● **Document section**
NCCL and apptainer on Olivia
Achieving good performance with NCCL executed from inside a container requires using some host-side libraries:
libfabriccompiled with Slingshot supportNCCLcompiled with recent CUDA supportaws-ofi-ncclplugin, which implements Slingshot support for NCCLOpenMPIwithlibfabricsupport
The following apptainer def file demonstrates how to build a base container that compiles nccl-tests - a set of benchmark programs designed to test NCCL performance:
Bootstrap: docker
From: ubuntu:25.04
%setup
mkdir -p $APPTAINER_ROOTFS/lib64
mkdir -p $APPTAINER_ROOTFS/usr/lib64
mkdir -p $APPTAINER_ROOTFS/usr/local/cuda
mkdir -p $APPTAINER_ROOTFS/cluster
mkdir -p $APPTAINER_ROOTFS/opt/openmpi
mkdir -p $APPTAINER_ROOTFS/opt/nccl
mkdir -p $APPTAINER_ROOTFS/opt/libfabric
mkdir -p $APPTAINER_ROOTFS/opt/aws-ofi-nccl
mkdir -p $APPTAINER_ROOTFS/opt/nccl-tests
%post
export DEBIAN_FRONTEND=noninteractive
ln -fs /usr/share/zoneinfo/Europe/Oslo /etc/localtime
echo "Europe/Oslo" > /etc/timezone
apt-get update -y
apt-get install -y wget bzip2 gcc g++ make python3
# Ubuntu has a newer version of libreadline - pretend it's 7, which we need on Olivia.

● **Exercises**
a: Check each statement against the page on NCCL and apptainer on Olivia. For each one, answer yes or no and quote the exact words from the page that decide it.
(i) The def file starts from a docker image of ubuntu 25.04.
(ii) The def file sets the timezone to Europe/Berlin.
(iii) nccl-tests is a set of benchmark programs for testing NCCL performance.
b: In the page on NCCL and apptainer on Olivia, shorten the paragraph beginning "The following apptainer def file demonstrates" into a single brief sentence that keeps its main facts.
c: Summarize the page on NCCL and apptainer on Olivia in two sentences.

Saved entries
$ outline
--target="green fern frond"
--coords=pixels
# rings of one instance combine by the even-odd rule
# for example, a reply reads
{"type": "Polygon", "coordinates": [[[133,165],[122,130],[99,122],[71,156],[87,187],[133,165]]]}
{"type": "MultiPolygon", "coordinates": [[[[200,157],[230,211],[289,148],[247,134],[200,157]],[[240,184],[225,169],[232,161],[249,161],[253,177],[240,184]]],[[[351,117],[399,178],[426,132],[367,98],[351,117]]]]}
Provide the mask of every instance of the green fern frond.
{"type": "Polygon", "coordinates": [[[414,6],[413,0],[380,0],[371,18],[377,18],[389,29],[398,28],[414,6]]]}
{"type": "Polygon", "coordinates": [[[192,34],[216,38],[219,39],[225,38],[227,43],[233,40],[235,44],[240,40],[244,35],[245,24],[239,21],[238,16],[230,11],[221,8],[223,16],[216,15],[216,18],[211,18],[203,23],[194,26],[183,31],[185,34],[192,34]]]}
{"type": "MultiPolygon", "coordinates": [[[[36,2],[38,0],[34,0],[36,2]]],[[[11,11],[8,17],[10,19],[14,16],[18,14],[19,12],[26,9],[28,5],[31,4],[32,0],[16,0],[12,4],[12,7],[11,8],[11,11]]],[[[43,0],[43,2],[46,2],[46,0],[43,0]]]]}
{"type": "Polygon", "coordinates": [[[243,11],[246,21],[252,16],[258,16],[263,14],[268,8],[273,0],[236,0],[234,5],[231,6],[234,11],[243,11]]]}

● **Task solutions**
a:
(i) Yes: "Bootstrap: docker" and "From: ubuntu:25.04"
(ii) No: "echo "Europe/Oslo" > /etc/timezone"
(iii) Yes: "nccl-tests - a set of benchmark programs designed to test NCCL performance"

b: The apptainer def file shown builds a base container that compiles nccl-tests, a set of benchmark programs for testing NCCL performance.

c: Good NCCL performance from inside a container requires some host-side libraries. An apptainer def file based on the ubuntu:25.04 docker image shows how to build a base container that compiles nccl-tests, a set of benchmark programs for testing NCCL performance.